What you need to do: Please go line by line through the material and copy each one containing the word "shirt".

Data to use:
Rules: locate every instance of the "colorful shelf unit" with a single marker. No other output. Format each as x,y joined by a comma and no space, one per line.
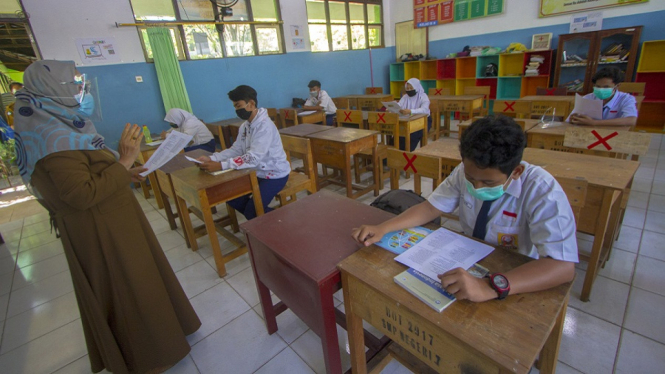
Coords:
460,72
651,70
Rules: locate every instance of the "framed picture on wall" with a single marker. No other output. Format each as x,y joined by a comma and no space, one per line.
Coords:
541,42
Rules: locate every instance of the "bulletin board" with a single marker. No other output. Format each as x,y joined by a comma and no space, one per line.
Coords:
438,12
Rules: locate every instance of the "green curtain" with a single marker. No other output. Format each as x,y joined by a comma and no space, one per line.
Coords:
169,75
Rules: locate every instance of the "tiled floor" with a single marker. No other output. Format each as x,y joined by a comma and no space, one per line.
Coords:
621,330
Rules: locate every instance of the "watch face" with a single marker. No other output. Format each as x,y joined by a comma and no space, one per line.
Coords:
500,281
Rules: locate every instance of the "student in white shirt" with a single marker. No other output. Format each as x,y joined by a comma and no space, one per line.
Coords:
320,100
619,108
257,147
415,101
528,213
187,123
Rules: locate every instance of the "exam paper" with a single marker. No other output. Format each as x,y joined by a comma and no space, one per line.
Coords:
444,250
588,107
173,144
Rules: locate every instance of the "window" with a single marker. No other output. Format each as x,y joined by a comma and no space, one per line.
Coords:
338,25
207,39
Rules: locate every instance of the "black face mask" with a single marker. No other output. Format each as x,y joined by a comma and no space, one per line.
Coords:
243,113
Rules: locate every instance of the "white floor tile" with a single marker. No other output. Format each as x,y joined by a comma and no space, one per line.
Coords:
638,354
645,314
39,321
216,307
39,356
242,346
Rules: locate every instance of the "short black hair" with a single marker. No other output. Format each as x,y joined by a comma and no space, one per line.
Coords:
243,93
495,142
612,72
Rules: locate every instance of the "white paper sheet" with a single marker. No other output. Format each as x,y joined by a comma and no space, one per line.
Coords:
588,107
444,250
173,144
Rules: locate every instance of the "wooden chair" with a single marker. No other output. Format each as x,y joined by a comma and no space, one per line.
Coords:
480,90
289,117
512,108
350,118
297,182
443,91
419,165
556,91
633,88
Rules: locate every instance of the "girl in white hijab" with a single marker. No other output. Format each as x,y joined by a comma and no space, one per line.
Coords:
185,122
415,101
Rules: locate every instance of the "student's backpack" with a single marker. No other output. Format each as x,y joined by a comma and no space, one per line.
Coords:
397,201
491,70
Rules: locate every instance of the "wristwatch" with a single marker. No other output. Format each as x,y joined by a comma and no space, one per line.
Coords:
500,284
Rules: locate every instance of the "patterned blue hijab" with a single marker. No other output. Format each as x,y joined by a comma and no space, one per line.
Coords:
46,119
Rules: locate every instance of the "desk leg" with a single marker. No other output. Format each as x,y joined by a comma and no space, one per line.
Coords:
550,353
598,242
354,329
186,222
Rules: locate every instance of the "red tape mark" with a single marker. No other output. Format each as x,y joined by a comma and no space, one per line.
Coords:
602,140
409,163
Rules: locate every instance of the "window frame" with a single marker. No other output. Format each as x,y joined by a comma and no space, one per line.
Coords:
184,53
348,24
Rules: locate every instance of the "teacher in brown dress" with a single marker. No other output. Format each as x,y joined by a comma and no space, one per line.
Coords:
135,314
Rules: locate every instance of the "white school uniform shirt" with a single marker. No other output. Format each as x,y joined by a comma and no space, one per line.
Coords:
323,100
190,125
533,217
418,104
258,147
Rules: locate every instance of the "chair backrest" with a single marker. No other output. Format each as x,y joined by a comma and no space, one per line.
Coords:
512,108
419,165
633,88
556,91
443,91
347,117
301,147
385,123
576,190
373,90
289,117
479,90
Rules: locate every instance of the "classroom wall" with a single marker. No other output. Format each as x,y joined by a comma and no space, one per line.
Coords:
278,78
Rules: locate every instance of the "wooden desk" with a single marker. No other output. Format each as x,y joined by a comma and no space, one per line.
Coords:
204,191
304,130
301,269
608,179
371,102
335,147
497,336
464,104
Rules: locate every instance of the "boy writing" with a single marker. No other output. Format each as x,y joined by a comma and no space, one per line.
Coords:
505,202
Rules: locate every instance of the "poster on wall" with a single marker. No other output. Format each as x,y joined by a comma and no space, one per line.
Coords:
549,8
97,50
438,12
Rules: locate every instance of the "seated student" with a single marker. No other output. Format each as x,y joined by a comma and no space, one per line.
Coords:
185,122
503,201
415,101
320,100
257,147
619,108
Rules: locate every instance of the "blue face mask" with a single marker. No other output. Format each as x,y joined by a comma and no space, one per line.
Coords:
486,193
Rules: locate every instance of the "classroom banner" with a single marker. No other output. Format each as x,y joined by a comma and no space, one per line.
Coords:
549,8
438,12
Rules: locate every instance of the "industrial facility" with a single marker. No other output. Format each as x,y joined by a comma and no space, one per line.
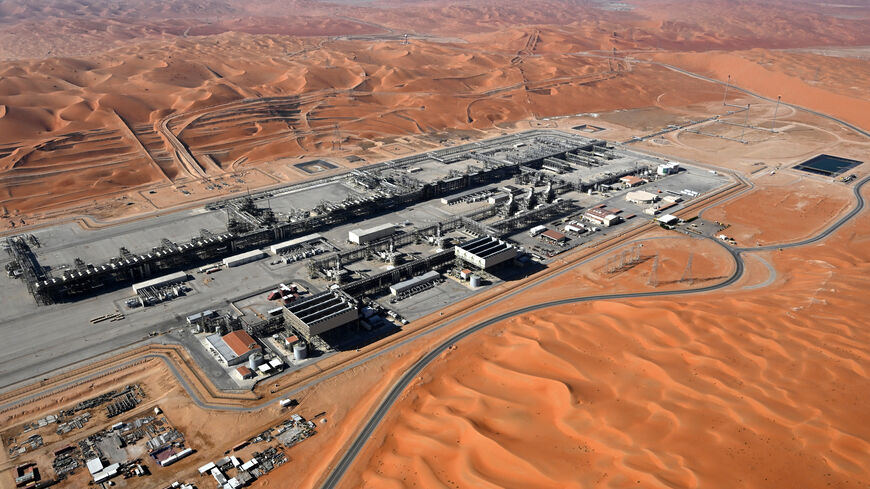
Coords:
486,252
235,347
321,313
366,251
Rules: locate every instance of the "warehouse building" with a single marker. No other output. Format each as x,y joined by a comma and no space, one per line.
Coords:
632,181
641,197
237,260
486,252
554,237
602,216
287,245
235,347
321,313
410,284
365,236
669,220
668,168
171,279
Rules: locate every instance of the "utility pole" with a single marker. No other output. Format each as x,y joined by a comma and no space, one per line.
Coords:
773,126
725,98
654,273
687,273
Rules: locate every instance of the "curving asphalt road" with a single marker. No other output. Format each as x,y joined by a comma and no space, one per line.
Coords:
859,206
359,442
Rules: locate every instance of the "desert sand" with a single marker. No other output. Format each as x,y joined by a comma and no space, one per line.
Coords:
89,104
728,389
759,385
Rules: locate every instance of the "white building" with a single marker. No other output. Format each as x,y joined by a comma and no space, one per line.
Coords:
365,236
171,279
641,197
253,255
486,252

Your response:
Rules: locate every instance of the "student in white shirt" with a single marker. No other output. Format each as x,y joined by a comma and no space, one per line.
Rules: locate every instance of the "white school uniform shirt" with a single marker. No other output. Format each as x,y joined by a comma and no space, one per line.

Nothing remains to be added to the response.